# [What you are asked to do]
From the data, copy out every line in which the word "list" appears.

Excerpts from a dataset
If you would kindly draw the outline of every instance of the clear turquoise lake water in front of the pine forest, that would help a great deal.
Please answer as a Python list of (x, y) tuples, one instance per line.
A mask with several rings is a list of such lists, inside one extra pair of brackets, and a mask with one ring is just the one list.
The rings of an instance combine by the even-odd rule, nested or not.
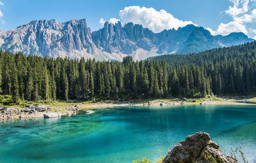
[[(60, 119), (0, 123), (0, 162), (132, 162), (166, 155), (195, 132), (226, 155), (241, 146), (256, 160), (256, 107), (116, 107)], [(17, 128), (25, 125), (25, 128)]]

# [Final answer]
Please answer as a Python list of (x, y) tuples, one instance per line.
A mask with several rings is a list of such lists, inside one extra pair of brackets, and a mask with one ring is just the one list.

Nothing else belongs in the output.